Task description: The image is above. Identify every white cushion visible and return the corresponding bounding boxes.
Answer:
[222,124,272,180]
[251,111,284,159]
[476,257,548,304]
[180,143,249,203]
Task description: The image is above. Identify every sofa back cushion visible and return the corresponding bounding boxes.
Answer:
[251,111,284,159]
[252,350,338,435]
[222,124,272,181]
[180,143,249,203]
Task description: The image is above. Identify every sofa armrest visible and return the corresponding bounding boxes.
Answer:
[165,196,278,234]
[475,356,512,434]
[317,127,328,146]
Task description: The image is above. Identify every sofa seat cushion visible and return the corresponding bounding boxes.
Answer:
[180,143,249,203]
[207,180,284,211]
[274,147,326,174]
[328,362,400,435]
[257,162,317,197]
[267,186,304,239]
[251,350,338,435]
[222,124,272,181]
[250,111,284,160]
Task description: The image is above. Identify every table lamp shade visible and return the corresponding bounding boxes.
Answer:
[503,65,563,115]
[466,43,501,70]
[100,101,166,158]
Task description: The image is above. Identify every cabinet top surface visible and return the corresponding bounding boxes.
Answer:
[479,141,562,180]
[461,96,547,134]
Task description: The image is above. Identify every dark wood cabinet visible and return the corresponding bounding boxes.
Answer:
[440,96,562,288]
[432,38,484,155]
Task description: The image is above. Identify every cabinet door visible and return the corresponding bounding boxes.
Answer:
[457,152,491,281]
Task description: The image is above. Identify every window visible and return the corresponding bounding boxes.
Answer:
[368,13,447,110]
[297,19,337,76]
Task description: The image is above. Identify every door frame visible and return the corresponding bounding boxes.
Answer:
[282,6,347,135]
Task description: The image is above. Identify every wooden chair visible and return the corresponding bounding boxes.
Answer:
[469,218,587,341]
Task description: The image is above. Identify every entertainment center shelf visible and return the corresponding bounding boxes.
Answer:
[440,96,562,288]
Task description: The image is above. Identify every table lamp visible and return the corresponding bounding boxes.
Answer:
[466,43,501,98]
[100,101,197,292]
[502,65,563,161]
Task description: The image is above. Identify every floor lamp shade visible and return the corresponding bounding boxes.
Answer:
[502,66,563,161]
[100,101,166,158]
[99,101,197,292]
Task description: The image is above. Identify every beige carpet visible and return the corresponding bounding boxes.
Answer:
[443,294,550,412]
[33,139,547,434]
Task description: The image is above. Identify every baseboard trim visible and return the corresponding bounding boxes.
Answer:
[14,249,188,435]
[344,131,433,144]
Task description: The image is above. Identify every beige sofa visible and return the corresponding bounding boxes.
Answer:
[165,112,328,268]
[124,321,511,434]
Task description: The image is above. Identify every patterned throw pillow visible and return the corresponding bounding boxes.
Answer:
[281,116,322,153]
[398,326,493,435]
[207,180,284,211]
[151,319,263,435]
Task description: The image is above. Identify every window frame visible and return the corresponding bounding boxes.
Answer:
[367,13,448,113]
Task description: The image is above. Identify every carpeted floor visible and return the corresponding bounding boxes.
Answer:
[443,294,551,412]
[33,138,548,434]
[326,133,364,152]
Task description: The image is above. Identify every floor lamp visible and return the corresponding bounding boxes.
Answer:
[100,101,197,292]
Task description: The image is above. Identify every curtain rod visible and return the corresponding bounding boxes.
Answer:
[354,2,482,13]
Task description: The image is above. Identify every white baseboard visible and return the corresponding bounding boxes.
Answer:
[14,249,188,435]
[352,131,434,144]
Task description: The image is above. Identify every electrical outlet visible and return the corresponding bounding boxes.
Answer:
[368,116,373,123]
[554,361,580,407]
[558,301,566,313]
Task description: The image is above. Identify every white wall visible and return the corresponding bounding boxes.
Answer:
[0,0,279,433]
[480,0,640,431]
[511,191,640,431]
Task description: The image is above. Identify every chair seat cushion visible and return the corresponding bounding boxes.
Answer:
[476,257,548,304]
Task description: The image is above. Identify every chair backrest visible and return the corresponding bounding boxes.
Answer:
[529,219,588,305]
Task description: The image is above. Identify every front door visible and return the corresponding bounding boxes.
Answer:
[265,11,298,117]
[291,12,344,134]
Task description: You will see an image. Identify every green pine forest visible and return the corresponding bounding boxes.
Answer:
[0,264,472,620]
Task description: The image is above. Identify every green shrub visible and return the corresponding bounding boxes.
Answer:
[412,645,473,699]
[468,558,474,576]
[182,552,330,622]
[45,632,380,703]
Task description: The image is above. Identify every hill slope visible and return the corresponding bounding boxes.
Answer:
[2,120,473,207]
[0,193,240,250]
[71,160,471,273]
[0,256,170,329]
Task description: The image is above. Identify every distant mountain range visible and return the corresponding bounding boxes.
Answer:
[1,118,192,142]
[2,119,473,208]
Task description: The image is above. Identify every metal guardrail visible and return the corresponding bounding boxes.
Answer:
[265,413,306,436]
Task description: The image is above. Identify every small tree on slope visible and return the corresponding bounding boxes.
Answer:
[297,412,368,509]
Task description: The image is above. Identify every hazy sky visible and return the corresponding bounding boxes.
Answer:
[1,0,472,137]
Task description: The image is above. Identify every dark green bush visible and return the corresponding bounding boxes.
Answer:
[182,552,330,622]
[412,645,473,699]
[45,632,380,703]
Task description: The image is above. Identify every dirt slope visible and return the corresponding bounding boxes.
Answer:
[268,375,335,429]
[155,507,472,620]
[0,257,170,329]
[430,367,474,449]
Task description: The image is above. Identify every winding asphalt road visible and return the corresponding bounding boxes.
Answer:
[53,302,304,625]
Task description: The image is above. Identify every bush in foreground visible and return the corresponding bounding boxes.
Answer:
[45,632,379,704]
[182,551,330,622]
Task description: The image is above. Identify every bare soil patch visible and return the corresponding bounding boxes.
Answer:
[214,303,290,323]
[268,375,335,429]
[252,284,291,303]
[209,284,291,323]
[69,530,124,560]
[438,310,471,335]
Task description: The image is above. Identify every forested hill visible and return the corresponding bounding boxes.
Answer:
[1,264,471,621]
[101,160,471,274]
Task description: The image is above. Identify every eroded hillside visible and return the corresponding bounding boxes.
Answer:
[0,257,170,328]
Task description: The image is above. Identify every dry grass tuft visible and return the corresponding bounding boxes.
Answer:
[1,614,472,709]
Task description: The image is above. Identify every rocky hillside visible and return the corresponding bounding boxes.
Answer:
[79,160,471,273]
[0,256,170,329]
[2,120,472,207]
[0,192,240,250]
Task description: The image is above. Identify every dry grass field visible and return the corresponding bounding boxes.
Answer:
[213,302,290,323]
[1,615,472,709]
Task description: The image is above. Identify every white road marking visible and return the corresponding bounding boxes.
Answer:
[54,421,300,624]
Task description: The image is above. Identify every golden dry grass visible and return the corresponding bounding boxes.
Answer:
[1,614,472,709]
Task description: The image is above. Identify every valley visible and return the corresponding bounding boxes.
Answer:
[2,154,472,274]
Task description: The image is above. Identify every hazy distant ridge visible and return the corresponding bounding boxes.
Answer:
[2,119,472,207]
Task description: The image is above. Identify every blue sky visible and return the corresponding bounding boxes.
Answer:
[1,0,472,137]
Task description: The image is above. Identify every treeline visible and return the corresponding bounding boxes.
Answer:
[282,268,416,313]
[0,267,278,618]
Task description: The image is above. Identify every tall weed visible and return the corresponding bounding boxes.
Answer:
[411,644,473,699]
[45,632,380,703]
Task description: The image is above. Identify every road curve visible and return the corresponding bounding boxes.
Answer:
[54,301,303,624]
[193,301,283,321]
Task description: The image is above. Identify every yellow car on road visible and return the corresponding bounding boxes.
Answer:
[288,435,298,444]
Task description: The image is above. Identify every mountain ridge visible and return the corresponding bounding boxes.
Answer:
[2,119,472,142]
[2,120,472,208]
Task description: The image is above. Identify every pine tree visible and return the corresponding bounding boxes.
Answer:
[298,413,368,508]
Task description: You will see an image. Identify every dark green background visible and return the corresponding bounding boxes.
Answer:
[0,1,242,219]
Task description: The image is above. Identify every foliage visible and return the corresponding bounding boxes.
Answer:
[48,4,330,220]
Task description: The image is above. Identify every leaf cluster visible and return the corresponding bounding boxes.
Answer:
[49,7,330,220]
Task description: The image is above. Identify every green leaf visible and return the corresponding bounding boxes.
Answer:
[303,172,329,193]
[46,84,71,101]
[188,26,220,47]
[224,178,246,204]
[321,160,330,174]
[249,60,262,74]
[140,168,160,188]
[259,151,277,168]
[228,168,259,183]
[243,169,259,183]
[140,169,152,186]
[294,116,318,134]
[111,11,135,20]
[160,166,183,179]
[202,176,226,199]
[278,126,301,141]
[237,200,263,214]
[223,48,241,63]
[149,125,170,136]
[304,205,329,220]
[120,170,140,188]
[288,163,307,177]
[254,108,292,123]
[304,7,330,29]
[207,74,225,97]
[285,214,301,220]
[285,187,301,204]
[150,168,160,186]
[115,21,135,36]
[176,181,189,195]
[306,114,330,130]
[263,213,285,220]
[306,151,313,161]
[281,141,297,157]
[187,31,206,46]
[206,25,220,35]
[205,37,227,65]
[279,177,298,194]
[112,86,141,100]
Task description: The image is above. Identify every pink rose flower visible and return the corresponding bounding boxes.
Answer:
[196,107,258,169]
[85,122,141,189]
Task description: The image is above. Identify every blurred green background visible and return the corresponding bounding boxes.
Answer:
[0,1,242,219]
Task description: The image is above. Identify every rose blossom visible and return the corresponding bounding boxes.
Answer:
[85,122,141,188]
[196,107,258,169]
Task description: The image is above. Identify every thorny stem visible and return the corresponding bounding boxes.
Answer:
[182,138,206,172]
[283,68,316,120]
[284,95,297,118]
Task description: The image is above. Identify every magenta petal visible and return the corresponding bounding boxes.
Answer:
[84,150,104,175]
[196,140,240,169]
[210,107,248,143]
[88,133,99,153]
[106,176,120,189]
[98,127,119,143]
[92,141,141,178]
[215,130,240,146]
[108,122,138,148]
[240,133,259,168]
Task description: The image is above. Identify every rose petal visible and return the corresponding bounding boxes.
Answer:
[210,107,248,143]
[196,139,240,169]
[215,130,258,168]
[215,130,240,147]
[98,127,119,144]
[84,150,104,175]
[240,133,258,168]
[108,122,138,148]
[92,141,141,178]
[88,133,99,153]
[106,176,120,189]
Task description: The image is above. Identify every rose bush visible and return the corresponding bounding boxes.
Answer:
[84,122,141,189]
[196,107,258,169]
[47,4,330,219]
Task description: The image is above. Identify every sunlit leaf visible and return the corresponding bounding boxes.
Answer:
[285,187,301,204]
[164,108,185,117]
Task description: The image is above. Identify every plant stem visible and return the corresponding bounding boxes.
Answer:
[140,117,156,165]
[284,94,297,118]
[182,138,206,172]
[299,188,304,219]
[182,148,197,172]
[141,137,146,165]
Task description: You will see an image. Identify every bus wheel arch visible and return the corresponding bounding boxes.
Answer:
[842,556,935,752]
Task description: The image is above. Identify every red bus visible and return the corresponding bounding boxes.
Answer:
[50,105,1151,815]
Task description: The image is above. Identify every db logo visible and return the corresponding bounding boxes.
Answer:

_ _ _ _

Aim of the exercise: Among the lines above, list those that contain the word "slope".

Task solution:
Task description: The image is above. Identify every hill slope visible and return the corresponding bounding boxes.
Task description: The image is above. Identify every small tree on slope visible and return the corresponding bounding boxes.
Task description: The image is above. Identify every dirt slope visible and return the corresponding bounding boxes.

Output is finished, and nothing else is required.